Point annotations for photos

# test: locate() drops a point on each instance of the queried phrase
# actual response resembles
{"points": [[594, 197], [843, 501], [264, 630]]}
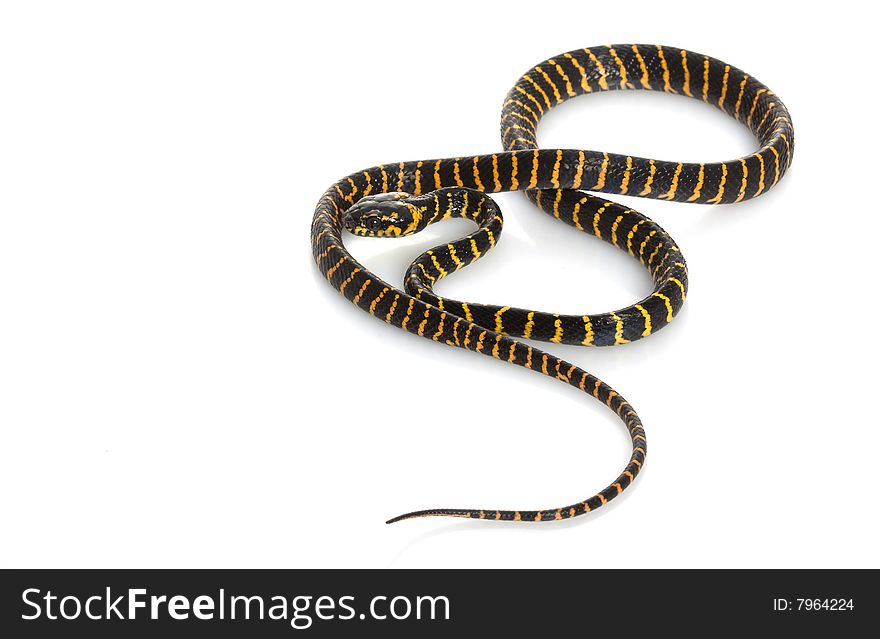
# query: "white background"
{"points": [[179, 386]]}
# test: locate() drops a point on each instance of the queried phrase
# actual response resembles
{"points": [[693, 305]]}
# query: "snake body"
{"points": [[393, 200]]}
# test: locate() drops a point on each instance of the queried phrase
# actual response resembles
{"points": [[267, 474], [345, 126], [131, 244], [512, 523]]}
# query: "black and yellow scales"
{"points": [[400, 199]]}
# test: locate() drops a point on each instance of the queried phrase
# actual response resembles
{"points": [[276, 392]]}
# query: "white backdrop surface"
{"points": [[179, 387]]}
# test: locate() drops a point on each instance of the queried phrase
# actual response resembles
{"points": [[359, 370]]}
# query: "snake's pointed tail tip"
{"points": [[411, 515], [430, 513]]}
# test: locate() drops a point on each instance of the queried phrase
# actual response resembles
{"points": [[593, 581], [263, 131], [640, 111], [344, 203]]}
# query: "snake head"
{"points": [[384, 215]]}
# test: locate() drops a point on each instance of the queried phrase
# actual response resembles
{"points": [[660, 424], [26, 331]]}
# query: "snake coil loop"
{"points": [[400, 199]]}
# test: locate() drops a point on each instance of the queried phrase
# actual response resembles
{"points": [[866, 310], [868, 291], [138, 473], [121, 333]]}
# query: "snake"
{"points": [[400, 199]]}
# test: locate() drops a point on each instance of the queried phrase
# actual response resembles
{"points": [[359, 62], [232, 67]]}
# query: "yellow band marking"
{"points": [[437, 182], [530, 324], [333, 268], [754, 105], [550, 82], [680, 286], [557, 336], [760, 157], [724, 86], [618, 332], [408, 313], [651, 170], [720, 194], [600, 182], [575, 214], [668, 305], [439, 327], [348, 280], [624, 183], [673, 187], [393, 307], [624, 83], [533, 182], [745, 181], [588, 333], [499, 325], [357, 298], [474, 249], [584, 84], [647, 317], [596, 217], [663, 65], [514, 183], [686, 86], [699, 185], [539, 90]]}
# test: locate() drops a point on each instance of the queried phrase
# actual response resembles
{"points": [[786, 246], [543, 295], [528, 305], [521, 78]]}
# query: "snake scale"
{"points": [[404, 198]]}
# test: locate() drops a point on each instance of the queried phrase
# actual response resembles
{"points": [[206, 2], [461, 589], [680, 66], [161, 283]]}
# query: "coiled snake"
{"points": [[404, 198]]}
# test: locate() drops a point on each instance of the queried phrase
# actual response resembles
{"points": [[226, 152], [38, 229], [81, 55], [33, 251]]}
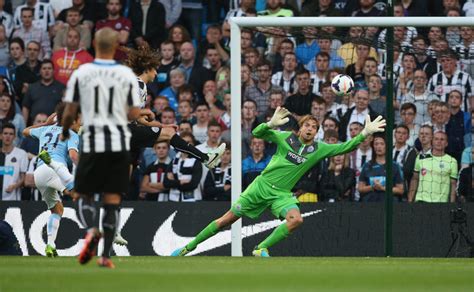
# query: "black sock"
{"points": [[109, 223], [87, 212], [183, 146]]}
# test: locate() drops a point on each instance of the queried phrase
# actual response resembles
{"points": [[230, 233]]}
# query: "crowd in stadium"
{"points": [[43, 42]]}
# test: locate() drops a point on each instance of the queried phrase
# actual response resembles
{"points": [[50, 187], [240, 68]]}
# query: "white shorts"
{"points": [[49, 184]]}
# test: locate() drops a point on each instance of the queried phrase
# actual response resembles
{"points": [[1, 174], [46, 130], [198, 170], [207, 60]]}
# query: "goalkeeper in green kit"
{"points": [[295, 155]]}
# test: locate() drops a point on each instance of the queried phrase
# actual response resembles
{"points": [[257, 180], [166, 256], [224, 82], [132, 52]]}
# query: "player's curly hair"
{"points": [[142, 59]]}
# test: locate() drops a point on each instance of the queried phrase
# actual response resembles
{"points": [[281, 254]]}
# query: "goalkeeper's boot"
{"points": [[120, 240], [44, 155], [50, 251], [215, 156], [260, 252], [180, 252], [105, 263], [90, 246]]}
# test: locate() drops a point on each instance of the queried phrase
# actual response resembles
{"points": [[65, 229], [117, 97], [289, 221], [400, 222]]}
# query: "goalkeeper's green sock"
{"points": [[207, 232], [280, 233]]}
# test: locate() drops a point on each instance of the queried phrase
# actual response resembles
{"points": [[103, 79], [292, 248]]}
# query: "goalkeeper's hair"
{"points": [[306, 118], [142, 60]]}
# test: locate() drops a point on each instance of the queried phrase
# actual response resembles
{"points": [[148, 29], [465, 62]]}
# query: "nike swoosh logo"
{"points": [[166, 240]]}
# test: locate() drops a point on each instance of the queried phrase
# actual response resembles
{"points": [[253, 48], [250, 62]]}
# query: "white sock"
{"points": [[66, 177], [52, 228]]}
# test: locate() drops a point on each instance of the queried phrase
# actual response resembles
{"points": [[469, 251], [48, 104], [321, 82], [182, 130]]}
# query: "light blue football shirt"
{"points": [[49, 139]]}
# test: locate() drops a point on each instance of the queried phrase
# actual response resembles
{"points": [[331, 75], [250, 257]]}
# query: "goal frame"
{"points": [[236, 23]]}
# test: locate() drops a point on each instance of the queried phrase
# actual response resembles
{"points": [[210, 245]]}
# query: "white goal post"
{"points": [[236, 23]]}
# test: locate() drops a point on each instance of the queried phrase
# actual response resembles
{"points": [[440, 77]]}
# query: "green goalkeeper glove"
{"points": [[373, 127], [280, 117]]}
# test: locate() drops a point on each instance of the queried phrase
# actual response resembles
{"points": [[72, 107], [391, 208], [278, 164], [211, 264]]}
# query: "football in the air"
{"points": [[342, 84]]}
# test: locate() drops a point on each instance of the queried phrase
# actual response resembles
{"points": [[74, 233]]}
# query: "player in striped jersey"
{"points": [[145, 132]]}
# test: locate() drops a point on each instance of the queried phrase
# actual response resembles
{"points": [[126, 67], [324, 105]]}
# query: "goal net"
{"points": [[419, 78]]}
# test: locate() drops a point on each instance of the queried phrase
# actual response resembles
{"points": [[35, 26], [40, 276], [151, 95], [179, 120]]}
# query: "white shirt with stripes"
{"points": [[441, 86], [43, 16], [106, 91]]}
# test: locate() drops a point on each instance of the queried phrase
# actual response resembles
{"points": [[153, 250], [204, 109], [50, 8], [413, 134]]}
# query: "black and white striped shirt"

EXERCISE GOAL
Repeat all of the records verbatim, leaving out the pictures.

THE COMPLETED TASK
# test: locate() drops a point on each instance of the queried phrase
# actual response resembles
{"points": [[594, 197], [843, 501], [264, 630]]}
# query: "white background"
{"points": [[179, 386]]}
# test: locate() drops a point on each instance of the queried phrase
# actual response resembles
{"points": [[693, 305]]}
# query: "snake body"
{"points": [[393, 200]]}
# test: locate() drops a point on each instance of the queried phrase
# actual response resembles
{"points": [[267, 474], [345, 126], [131, 244], [512, 523]]}
# query: "black and yellow scales"
{"points": [[400, 199]]}
# test: locate() drops a point on each instance of the queried phrase
# actual response resembles
{"points": [[276, 392]]}
# query: "white backdrop surface"
{"points": [[179, 387]]}
# test: locate() drops a point on each instance of the queried phrase
# actual response resembles
{"points": [[359, 370]]}
# query: "snake's pointed tail tip"
{"points": [[411, 515], [430, 513]]}
# test: locate() drops a point on each instance of the queried phrase
# actual response resembles
{"points": [[593, 581], [263, 131], [640, 111], [344, 203]]}
# query: "snake head"
{"points": [[384, 215]]}
# test: locate() drops a point on each instance of the queried phrase
# actual response resembles
{"points": [[660, 424], [26, 331]]}
# query: "snake coil loop"
{"points": [[400, 199]]}
# test: locate() drops a point on each instance of the queried phrase
# actual response resembles
{"points": [[866, 310], [868, 291], [138, 473], [121, 333]]}
# query: "snake"
{"points": [[400, 199]]}
# test: locate() drops a point on each instance of the queried phrase
# actual response resembles
{"points": [[359, 62], [232, 67]]}
# query: "yellow band marking"
{"points": [[437, 182], [530, 324], [333, 268], [754, 105], [550, 82], [680, 286], [557, 336], [760, 157], [724, 86], [618, 332], [408, 313], [651, 170], [720, 194], [600, 182], [575, 214], [668, 305], [439, 327], [348, 280], [624, 183], [673, 187], [393, 307], [624, 83], [533, 182], [745, 181], [588, 333], [499, 325], [357, 298], [474, 249], [584, 84], [647, 317], [596, 217], [663, 65], [514, 183], [686, 86], [699, 185], [539, 90]]}
# test: locate() drops a point on each instance of the queried phrase
# actual response resembles
{"points": [[786, 246], [543, 295], [528, 305], [521, 78]]}
# query: "snake scale"
{"points": [[404, 198]]}
# test: locate() drops a point on each instance of the queried phrase
# actual response resembles
{"points": [[206, 2], [461, 589], [680, 66], [161, 283]]}
# query: "coiled snake"
{"points": [[404, 198]]}
# test: locate() drops a point on each instance of the queried phrase
# actual response resembles
{"points": [[226, 152], [38, 229], [81, 55], [33, 251]]}
# query: "black sock"
{"points": [[109, 223], [87, 212], [183, 146]]}
# test: locate() drops a point on each instance of the queried phrase
# actual response resembles
{"points": [[230, 233]]}
# query: "crowd in stadium"
{"points": [[43, 42]]}
# test: locate() drops a point on each instance of the queried phrase
# actual response resembles
{"points": [[50, 187], [240, 68]]}
# query: "white shorts"
{"points": [[49, 184]]}
# test: locate() drops a point on each instance of the queried phrase
# actual response resembles
{"points": [[1, 174], [46, 130], [198, 170], [207, 60]]}
# query: "goalkeeper in green kit"
{"points": [[295, 155]]}
# test: locate() drops a point on each instance of the queried phrase
# actual response resembles
{"points": [[257, 180], [166, 256], [224, 82], [132, 52]]}
# query: "player's curly hair"
{"points": [[142, 59]]}
# test: locate() drops a point on each instance of the queried phrase
# actual response resembles
{"points": [[281, 254]]}
# query: "goalkeeper's boot"
{"points": [[120, 240], [44, 155], [50, 251], [215, 156], [260, 252], [180, 252], [105, 263], [90, 246]]}
# test: locate() drops a point on each instance of the queried phrase
# actual response resembles
{"points": [[65, 229], [117, 97], [289, 221], [400, 222]]}
# query: "goalkeeper's green sock"
{"points": [[207, 232], [280, 233]]}
# test: locate() drops a point on each instance of the queried phrase
# actual response resembles
{"points": [[103, 79], [292, 248]]}
# query: "goalkeeper's hair"
{"points": [[306, 118], [142, 60]]}
# test: locate() drops a point on each instance of the queried phrase
# actual response resembles
{"points": [[148, 29], [465, 62]]}
# query: "nike swoosh logo"
{"points": [[166, 240]]}
# test: locate() drops a point on each instance of the queried phrase
# actual response resembles
{"points": [[253, 48], [250, 62]]}
# query: "white sock"
{"points": [[66, 177], [52, 228]]}
# test: locate() drops a point on each instance of the queried phrase
# actual response resembles
{"points": [[469, 251], [48, 104], [321, 82], [182, 130]]}
# query: "light blue football shirt"
{"points": [[49, 139]]}
# test: locate() drops a point on each instance of the queried phrase
# actual response resembles
{"points": [[331, 75], [250, 257]]}
# query: "goal frame"
{"points": [[236, 23]]}
# test: locate() drops a point on each instance of the queried phrase
# actual response resembles
{"points": [[210, 245]]}
# query: "white goal post"
{"points": [[236, 23]]}
# test: locate() drops a point on each instance of the queried phrase
# actual response resembles
{"points": [[440, 77]]}
# query: "green goalkeeper glove"
{"points": [[373, 127], [280, 117]]}
# test: locate() drops a point on each instance of the queried phrase
# actual response resembles
{"points": [[72, 107], [391, 208], [278, 164], [211, 264]]}
# query: "football in the air"
{"points": [[342, 84]]}
# test: locate() drops a point on each instance of the queried phrase
# actual response resembles
{"points": [[74, 233]]}
# query: "player in striped jersey"
{"points": [[145, 132]]}
# test: locate() drops a point on each instance of the queried phrase
# actual response resembles
{"points": [[126, 67], [324, 105]]}
# query: "goal net"
{"points": [[419, 78]]}
# test: locate() drops a point on each instance of the queried phrase
# actual response resembles
{"points": [[35, 26], [40, 276], [151, 95], [179, 120]]}
# query: "white shirt with stripes"
{"points": [[441, 86], [43, 16], [106, 91]]}
# test: locate() drops a point on each instance of the queried phrase
# actual response resembles
{"points": [[153, 250], [204, 109], [50, 8], [413, 134]]}
# query: "black and white striped shirt"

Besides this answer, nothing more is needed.